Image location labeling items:
begin
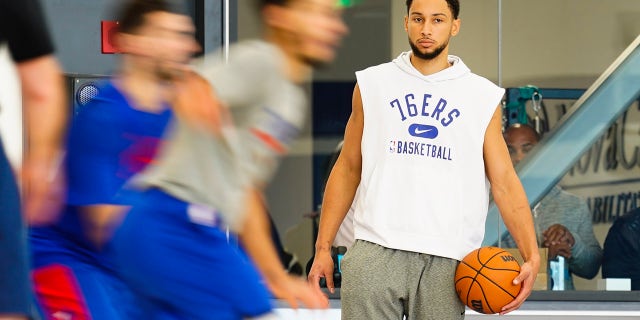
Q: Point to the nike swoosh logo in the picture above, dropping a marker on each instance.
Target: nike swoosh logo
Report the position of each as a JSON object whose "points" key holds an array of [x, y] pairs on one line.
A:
{"points": [[423, 131]]}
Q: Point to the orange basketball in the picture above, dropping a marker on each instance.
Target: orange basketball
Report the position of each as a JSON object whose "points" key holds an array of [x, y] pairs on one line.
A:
{"points": [[484, 279]]}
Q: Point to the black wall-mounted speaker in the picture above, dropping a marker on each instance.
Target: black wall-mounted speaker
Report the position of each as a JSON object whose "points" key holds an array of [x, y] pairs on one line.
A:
{"points": [[83, 88]]}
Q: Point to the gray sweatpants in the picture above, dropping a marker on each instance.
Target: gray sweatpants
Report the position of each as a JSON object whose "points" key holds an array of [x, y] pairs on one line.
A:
{"points": [[383, 283]]}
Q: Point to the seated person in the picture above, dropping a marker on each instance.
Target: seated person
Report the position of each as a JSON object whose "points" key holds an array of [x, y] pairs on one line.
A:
{"points": [[562, 220], [621, 255]]}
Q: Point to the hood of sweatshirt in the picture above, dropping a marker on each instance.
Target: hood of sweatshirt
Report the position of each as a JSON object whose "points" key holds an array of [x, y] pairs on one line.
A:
{"points": [[456, 70]]}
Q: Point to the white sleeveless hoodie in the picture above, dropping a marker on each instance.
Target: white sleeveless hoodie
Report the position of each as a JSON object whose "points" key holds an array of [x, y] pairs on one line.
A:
{"points": [[423, 186]]}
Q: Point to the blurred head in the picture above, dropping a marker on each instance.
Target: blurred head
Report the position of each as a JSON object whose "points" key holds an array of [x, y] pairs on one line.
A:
{"points": [[520, 139], [309, 30], [430, 24], [158, 35]]}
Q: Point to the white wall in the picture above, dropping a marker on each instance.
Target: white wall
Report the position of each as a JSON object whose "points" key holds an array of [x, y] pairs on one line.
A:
{"points": [[548, 43], [10, 108]]}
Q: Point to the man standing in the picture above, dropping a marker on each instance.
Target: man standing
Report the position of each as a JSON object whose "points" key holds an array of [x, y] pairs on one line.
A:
{"points": [[22, 27], [424, 144]]}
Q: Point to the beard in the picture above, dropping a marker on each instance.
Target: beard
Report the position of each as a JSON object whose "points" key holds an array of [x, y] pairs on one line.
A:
{"points": [[427, 55]]}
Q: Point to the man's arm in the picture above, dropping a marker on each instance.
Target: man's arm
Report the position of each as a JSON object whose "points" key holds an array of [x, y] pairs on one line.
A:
{"points": [[511, 200], [339, 193], [255, 236], [45, 115]]}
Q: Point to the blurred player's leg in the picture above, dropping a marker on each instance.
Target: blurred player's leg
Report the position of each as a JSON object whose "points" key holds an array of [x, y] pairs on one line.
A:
{"points": [[13, 261], [182, 269]]}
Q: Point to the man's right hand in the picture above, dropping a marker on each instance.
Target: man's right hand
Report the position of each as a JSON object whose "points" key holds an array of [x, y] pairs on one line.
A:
{"points": [[322, 267]]}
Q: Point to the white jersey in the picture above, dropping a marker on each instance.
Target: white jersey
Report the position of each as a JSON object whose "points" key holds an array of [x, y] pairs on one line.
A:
{"points": [[423, 186]]}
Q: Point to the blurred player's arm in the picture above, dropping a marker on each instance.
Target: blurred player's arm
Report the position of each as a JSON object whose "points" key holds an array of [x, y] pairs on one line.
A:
{"points": [[255, 236], [512, 202], [339, 193], [196, 102], [45, 115]]}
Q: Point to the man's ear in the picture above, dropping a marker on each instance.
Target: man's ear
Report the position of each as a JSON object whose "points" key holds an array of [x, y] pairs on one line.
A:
{"points": [[455, 28], [406, 23]]}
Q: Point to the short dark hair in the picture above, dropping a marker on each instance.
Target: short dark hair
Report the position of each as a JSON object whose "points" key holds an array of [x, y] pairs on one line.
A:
{"points": [[454, 5], [131, 13], [280, 3]]}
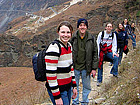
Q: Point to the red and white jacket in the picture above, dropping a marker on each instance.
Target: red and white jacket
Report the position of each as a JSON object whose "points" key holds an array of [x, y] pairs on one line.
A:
{"points": [[59, 69]]}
end
● Work to do:
Rewrite every line of the items above as a JSON list of strings, one string per line, skipping blank lines. Leave the pictures out of your answer.

● Final answer:
[
  "Q: Point to the nike swoosh logo in the picture above, dropping a marker on each instance.",
  "Target: nike swoosh logo",
  "Report the position of each as a JSON object whose \"points\" key holds an array of [x, y] pairs on one line.",
  "A:",
  "{\"points\": [[423, 131]]}",
  "Q: Point to the orange basketball in the picture above, dropping a marker on each instance.",
  "Target: orange basketball",
  "Report the position of each as a JSON object whose \"points\" key holds an array of [x, y] pairs on one line.",
  "A:",
  "{\"points\": [[484, 279]]}",
  "Q: Point to the black wall-mounted speaker in the picture above, dropping a marker on each instance.",
  "Target: black wall-mounted speaker",
  "Report the position of each as a JSON object whose \"points\" key holds an array of [x, y] pairs on one line.",
  "A:",
  "{\"points\": [[83, 88]]}",
  "Q: Point to the gray sweatpants in the picture above, dropping a marker on each instance.",
  "Target: gray sweatpants",
  "Report the position of each as a JSON object whose \"points\" key holds an array of [x, y] pairs on one line.",
  "A:",
  "{\"points\": [[383, 283]]}",
  "Q: Point to the seated person in the picture above, dropping a marker on each instance.",
  "Target: seated person",
  "Report the position of each as a JSON object whose \"points\" key holds an array of [x, y] pairs on one line.",
  "A:",
  "{\"points\": [[562, 220], [621, 255]]}",
  "Q: Point to the hood of sweatshirt in the picture above, dropping a marker on each instance.",
  "Target: hood of sweatshirt",
  "Report the position of each as a JSON object whose \"points\" key holds an array of [x, y] pairs on one line.",
  "A:",
  "{\"points\": [[456, 70]]}",
  "Q: Point to the white sleeveless hoodie in the picture above, dropping a marker on each instance.",
  "Target: white sleeveless hoodie",
  "Report the position of each as a JSON object whose \"points\" key holds an array of [x, y] pairs on one line.",
  "A:",
  "{\"points\": [[423, 186]]}",
  "Q: Point to the blurred head in the picture above, dropping a marker on each instance.",
  "Target: blurred head",
  "Report the position of each as a JSON object whose \"points\" key holds an array of [x, y] pairs on one line.",
  "A:",
  "{\"points\": [[520, 139], [309, 30], [430, 24], [158, 35]]}",
  "Q: Point to the white wall in the picture above, dropping a marker on each instance.",
  "Target: white wall",
  "Report the position of each as a JSON object whose \"points\" key holds an array of [x, y] pairs on one line.",
  "A:",
  "{\"points\": [[548, 43], [10, 108]]}",
  "Q: Point to the man standing in the picture above, dropping a marker on each instance.",
  "Target: man standing",
  "Report the position of each as a JSON object whose \"points\" key holds an array of [x, y] pairs on one line.",
  "A:",
  "{\"points\": [[22, 27], [424, 144]]}",
  "Q: Point to the beard in the picture above, dropping a marker on each instance.",
  "Target: beard",
  "Report the position of each as a JSON object whose \"points\" key holds an array of [x, y] pairs on one line.",
  "A:",
  "{\"points\": [[427, 55]]}",
  "Q: Point to the man's arm in the picture above, dropping a marker on each instance.",
  "Target: man's arm",
  "Report the position of each as a JSON object whose \"points\" key holds an array of [x, y] pairs on one line.",
  "A:",
  "{\"points\": [[511, 200], [339, 193], [255, 236], [45, 115]]}",
  "Q: Point to the blurred player's leg in the picture above, dropping a marker on each instance.",
  "Target: blurred player's leg",
  "Report the position of each as a JSON object whose \"points\" key holds an array of [x, y] pairs on one line.",
  "A:",
  "{\"points\": [[13, 261], [182, 269]]}",
  "Q: Point to the man's right hand in the picture above, dropping a marker on each instance.",
  "Target: man's right hand",
  "Report the position of each as a JSON object whose \"points\" key holds an array of [x, y] pairs on one line.",
  "A:",
  "{\"points\": [[322, 267]]}",
  "Q: Point to the white jersey in the picture above, dropping a marker on each instance.",
  "Target: white jersey",
  "Report the position of each as a JSON object whose \"points\" key holds an array of [x, y] pairs on one line.",
  "A:",
  "{\"points\": [[423, 186]]}",
  "Q: Point to the blurred player's arm in the picture above, dropping a marker on each instance.",
  "Target: blurred player's arm",
  "Report the position of each as a JSON object whose \"points\" key holds an array of [x, y] pairs on one line.",
  "A:",
  "{\"points\": [[255, 236], [512, 202], [339, 193], [196, 102], [45, 115]]}",
  "Q: Point to the man's ear in the picture above, dropping a marker on each instance.",
  "Target: man's ear",
  "Report the position of each as a JSON object whose \"points\" key holds an array of [x, y] pairs on one line.",
  "A:",
  "{\"points\": [[455, 28], [406, 23]]}",
  "Q: Point to the short dark hair in the picture above, dropping a marker on each instance.",
  "Target: short dark hair",
  "Report the position of each as a JSON object whose \"points\" key holds an array of [x, y] pairs on one line.",
  "A:",
  "{\"points\": [[454, 5], [131, 13], [280, 3]]}",
  "Q: Point to the red and white jacket in the picture above, dropping a marker on each instance.",
  "Target: red and white jacket",
  "Report the position of each as a JSON object whose \"points\" key holds an array of [x, y] pairs on one line.",
  "A:",
  "{\"points\": [[59, 69]]}"
]